> _THE PROBLEM_: If a line of the entries below includes the word "sample", it counts; state the total and nothing further.

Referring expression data
======

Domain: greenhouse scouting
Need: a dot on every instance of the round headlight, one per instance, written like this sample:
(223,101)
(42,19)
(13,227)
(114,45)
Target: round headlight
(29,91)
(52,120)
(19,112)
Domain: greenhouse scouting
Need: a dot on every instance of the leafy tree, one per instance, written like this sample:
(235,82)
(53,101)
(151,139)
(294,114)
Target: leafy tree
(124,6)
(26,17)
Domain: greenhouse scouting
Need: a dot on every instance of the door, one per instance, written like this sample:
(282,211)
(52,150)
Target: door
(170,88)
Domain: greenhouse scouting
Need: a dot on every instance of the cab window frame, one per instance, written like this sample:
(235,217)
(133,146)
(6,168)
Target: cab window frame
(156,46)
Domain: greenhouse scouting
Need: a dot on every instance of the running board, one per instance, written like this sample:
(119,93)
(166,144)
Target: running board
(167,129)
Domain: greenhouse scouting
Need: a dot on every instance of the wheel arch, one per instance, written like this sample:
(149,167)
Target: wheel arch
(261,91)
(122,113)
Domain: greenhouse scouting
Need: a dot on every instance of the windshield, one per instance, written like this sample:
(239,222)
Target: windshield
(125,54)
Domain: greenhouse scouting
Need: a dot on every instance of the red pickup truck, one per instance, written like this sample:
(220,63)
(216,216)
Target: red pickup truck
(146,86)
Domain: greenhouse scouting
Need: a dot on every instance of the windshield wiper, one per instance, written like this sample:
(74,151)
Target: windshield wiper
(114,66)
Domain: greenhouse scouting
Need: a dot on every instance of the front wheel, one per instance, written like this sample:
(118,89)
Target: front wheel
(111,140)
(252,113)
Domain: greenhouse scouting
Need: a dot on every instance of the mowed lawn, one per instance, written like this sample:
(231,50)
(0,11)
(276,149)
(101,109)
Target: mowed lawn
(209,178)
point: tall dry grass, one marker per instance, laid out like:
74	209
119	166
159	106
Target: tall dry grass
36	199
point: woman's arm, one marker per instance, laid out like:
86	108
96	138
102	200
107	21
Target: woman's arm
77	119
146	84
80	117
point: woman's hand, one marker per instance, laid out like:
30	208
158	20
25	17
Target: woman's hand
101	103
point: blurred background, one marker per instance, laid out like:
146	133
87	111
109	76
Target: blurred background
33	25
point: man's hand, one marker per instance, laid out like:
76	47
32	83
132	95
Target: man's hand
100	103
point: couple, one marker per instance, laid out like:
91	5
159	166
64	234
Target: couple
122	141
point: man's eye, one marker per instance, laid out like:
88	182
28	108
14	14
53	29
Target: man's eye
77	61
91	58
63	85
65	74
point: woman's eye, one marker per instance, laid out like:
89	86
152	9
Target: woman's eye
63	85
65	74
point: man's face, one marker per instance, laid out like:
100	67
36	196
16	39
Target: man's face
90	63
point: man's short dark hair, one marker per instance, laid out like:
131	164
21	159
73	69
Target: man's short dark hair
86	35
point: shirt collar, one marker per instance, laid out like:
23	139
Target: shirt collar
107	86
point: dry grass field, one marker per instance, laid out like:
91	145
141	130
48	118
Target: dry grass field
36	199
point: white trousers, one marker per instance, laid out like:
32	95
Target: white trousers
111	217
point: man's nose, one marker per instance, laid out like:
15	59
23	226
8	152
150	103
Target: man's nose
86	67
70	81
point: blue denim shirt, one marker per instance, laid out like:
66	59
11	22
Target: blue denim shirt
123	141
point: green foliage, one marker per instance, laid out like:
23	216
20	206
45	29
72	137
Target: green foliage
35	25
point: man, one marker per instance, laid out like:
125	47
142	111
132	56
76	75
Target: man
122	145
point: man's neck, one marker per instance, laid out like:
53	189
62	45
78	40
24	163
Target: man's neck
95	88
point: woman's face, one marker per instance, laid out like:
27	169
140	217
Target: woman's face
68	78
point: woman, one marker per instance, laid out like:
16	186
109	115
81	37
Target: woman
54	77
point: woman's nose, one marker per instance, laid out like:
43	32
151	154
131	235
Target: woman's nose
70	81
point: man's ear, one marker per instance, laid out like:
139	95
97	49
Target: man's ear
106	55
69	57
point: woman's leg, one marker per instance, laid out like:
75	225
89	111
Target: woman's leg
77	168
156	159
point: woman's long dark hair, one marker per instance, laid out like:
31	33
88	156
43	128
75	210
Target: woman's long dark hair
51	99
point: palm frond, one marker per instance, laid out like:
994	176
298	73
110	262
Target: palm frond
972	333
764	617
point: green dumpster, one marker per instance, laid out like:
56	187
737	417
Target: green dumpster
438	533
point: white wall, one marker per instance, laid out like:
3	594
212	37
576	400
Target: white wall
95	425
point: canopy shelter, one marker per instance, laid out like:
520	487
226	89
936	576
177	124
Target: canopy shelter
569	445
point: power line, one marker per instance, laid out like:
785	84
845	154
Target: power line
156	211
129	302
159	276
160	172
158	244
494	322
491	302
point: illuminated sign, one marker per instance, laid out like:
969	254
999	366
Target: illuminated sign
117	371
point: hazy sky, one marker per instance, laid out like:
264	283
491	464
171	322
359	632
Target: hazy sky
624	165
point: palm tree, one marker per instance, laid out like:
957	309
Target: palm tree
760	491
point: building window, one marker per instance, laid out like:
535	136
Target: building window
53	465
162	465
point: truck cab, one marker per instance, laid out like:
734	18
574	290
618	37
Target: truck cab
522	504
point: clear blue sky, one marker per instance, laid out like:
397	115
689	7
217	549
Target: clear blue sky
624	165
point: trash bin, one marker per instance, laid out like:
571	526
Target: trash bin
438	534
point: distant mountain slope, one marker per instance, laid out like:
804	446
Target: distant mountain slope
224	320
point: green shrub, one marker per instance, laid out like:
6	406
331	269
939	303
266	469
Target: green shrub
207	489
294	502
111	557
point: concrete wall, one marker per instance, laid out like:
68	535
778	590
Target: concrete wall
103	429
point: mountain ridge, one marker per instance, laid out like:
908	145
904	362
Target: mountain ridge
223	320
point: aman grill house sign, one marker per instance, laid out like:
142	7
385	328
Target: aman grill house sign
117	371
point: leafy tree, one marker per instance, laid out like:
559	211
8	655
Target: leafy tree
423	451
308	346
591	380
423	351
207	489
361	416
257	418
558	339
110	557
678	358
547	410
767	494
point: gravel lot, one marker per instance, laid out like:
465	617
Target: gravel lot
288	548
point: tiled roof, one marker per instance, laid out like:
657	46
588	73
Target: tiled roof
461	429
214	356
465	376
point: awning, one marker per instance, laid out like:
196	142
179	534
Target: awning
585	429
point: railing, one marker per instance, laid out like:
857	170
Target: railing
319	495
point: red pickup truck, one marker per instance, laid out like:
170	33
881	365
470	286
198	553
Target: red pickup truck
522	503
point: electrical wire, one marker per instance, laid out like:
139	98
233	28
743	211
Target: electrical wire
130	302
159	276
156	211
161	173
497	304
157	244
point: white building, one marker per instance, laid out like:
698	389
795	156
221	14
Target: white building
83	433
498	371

======

> _SOLUTION TO THE PROBLEM_: 11